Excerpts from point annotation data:

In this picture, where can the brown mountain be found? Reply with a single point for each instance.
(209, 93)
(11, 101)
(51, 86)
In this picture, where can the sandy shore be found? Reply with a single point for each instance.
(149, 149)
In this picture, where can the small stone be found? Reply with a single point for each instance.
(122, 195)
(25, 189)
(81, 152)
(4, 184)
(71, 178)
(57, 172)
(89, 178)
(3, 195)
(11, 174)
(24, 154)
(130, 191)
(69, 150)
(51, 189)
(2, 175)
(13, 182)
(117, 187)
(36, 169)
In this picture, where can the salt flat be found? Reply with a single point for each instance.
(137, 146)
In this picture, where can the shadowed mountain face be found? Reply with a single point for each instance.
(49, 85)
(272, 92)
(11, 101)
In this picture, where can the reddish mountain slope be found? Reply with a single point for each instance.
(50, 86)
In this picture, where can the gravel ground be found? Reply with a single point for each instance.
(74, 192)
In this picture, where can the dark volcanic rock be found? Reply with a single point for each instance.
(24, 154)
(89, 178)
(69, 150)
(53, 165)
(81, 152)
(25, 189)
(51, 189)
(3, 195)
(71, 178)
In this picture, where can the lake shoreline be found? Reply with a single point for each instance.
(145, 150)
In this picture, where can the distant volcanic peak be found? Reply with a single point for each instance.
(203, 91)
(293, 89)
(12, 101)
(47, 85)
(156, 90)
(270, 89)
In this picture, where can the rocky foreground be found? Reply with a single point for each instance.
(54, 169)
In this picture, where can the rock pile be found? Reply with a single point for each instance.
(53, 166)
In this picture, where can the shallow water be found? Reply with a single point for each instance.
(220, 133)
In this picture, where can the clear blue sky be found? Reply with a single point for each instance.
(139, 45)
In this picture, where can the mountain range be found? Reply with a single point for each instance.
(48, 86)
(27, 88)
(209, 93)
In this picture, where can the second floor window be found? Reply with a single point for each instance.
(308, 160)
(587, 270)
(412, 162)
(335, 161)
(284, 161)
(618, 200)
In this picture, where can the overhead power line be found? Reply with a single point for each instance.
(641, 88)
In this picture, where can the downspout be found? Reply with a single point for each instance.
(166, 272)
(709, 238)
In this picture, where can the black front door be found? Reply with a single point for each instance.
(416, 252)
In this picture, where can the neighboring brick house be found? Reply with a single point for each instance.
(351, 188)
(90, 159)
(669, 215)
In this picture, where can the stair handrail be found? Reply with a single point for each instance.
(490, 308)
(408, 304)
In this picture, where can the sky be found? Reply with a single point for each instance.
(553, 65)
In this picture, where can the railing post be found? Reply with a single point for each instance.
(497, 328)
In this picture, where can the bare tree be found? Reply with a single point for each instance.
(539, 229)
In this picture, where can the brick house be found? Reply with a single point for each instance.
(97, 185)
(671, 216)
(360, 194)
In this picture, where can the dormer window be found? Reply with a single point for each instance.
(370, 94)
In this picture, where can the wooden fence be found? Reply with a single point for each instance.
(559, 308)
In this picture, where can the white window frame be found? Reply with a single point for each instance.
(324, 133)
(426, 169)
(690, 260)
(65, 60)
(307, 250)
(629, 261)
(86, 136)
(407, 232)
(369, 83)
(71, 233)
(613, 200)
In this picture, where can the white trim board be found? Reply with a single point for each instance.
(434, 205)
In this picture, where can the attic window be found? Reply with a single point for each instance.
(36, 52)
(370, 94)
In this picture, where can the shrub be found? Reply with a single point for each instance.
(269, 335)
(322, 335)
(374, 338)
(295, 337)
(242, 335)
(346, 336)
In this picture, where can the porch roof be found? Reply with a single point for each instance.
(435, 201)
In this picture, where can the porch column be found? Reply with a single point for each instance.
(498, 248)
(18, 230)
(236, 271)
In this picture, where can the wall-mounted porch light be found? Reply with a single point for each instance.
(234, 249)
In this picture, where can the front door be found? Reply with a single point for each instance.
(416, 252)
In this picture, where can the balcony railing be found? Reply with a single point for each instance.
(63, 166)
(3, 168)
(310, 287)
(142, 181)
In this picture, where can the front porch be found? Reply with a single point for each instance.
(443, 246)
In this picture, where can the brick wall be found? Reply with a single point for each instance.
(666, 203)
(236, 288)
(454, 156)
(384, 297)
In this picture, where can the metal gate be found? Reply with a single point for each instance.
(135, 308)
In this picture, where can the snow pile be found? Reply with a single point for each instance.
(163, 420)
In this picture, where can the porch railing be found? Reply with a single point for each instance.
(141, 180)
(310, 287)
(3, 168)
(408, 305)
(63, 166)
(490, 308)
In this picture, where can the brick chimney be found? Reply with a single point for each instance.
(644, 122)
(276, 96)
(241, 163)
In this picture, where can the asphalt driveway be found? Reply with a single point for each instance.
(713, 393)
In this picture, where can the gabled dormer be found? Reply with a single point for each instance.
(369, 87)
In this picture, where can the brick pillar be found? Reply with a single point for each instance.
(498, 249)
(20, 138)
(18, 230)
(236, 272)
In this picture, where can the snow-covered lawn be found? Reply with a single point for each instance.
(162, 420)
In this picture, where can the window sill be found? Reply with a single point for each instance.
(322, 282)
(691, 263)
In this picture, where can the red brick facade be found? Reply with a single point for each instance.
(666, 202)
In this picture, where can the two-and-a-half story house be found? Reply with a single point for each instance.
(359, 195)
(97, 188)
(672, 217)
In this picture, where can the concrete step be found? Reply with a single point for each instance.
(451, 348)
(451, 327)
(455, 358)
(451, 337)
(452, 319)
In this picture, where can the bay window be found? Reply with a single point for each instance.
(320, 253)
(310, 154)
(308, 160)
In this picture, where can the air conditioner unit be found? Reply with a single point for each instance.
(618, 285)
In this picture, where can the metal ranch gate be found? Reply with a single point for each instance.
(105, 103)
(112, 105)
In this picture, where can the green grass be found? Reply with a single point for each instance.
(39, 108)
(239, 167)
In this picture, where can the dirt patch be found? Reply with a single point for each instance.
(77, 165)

Directions for this task: Write out the stretch from the line containing "In this picture, where can the dirt" through the end of the listing again, swapping "dirt patch" for "bare soil patch" and keeping everything else the same.

Solution to the problem:
In this picture, where can the bare soil patch be found? Reply with a single point for each instance.
(77, 165)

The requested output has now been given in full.